Given problem 1
Please reproduce the part of the Service Mesh multi-cluster lab text starting at "The Lab requires" and ending at "different name accordingly.", word for word.

------ Text excerpt ------

ServiceMesh brings a lot of benefit into your micro services. Federating multiple meshes is something scaling beyond one cluster boundaries and still you are looking for a more flexible and scale able solution spawning more cluster ?
Well than let me tell you about a feature called Multi-cluster. Multi-cluster provides us a flexible way to federate two Kubernetes API endpoints for our ServiceMesh. With that we can utilize remote services as if they are deployed locally and even utilize those resources in case the local ones are not available.
Note, this Lab was able to be executed due to the great work of a colleague Jacek Ewertowski. Most parts are from his brilliant mind and have only be "colored" by me. Thanks Jacek for your great work on that topic !
The Lab requires you to have two OpenShift clusters. It is possible to use OpenShift Single Node clusters but I recommend to go with at least 24GB memory if you want to utilize the Service Mesh tools Grafana, Kiali, Prometheus, Jaeger. We create a context for each of the clusters named:
- east
- west
Further notice that the Lab is based upon Red Hat OpenShift 4.14. Feel free to use any other OpenShift version but ensure to adjust the versions of the Operators accordingly.
If possible select different Service/Podnetwork IP ranges to identify responses easier in later stages.
The Lab also is based on the base domain example.com as well as subdomains
- east.example.com
- west.example.com
References to those names need to be adjusted if you choose to use a different name accordingly.
Furthermore we need the kube configuration for each cluster and context in a separate file. The content of the file is YAML syntax and you can either copy&paste from your existing ~/.kube/config file
Note: for simplification I removed the certificate bits and set insecure-skip-tls-verify, your configuration should match the Administrative/RBAC-granted access to the Clusters accordingly.
# cat kubeconfig.east
apiVersion: v1
clusters:
- cluster:
insecure-skip-tls-verify: true
server: https://api.east.example.com:6443
name: east
contexts:
- context:
cluster: east
namespace: default
user: east
name: east
current-context: east
kind: Config
preferences: {}
users:
- name: east
user:
client-certificate-data: LS..o=
client-key-data: LS..g==
# cat kubeconfig.west
apiVersion: v1
clusters:
- cluster:
insecure-skip-tls-verify: true
server: https://api.west.example.com:6443
name: west
contexts:
- context:
cluster: west
namespace: default
user: west
name: west
current-context: west
kind: Config
preferences: {}
users:
- name: west
user:
client-certificate-data: LS..o=
client-key-data: LS..g==
for Red Hat OpenShift Service Mesh we need following operators to be available
- Red Hat OpenShift distributed tracing platform (Jaeger)

------ Material to process ------

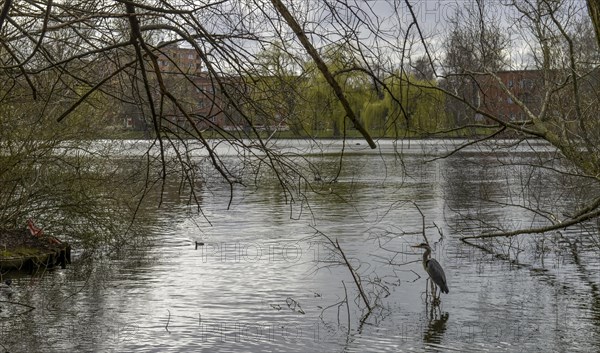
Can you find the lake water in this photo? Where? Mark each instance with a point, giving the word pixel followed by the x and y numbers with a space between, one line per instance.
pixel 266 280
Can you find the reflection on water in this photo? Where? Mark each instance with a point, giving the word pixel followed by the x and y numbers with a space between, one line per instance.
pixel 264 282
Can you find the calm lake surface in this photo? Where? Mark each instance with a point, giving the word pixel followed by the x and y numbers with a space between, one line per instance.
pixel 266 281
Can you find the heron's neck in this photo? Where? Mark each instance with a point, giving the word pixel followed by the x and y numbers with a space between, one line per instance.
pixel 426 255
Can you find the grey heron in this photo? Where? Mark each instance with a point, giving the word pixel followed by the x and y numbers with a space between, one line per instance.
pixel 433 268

------
------ Material to process ------

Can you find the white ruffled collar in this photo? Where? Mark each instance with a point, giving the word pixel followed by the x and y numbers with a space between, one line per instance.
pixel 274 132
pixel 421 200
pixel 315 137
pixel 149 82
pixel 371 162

------

Given problem 2
Give the records again starting at the line that contains "Can you find the lake" and ending at the line that contains "pixel 433 268", both included, with the requests unchanged. Multiply every point coordinate in the answers by 2.2, round to whole numbers with halves going up, and return only those lines.

Final answer 1
The Lab requires you to have two OpenShift clusters. It is possible to use OpenShift Single Node clusters but I recommend to go with at least 24GB memory if you want to utilize the Service Mesh tools Grafana, Kiali, Prometheus, Jaeger. We create a context for each of the clusters named:
- east
- west
Further notice that the Lab is based upon Red Hat OpenShift 4.14. Feel free to use any other OpenShift version but ensure to adjust the versions of the Operators accordingly.
If possible select different Service/Podnetwork IP ranges to identify responses easier in later stages.
The Lab also is based on the base domain example.com as well as subdomains
- east.example.com
- west.example.com
References to those names need to be adjusted if you choose to use a different name accordingly.

Final answer 2
Can you find the lake water in this photo? Where? Mark each instance with a point, giving the word pixel followed by the x and y numbers with a space between, one line per instance.
pixel 585 616
Can you find the reflection on water in this photo? Where? Mark each instance with a point, giving the word pixel followed by the x and y numbers with a space between, one line per instance.
pixel 581 620
Can you find the calm lake surface in this photo? Where? Mark each instance with a point, giving the word pixel followed by the x and y numbers with a space between, one line per instance.
pixel 585 618
Can you find the heron's neck in this photo? Where? Mark each instance with a point, giving the word pixel followed by the x and y numbers with a space between, one line per instance.
pixel 937 561
Can you find the grey heron in this photo? Where? Mark each instance with a point, giving the word pixel followed by the x and y numbers with a space between, one line per instance.
pixel 953 590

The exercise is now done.